## TRY IT
Copy all the lines of the data that include the word "with".
▼
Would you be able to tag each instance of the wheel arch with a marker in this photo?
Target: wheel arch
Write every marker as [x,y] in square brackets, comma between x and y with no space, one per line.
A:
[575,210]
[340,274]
▲
## EXERCISE RESPONSE
Would you be able to tag each instance of the wheel arch with a marker in this photo?
Write every marker as [x,y] in square brackets, comma between x and y with no space, one per line.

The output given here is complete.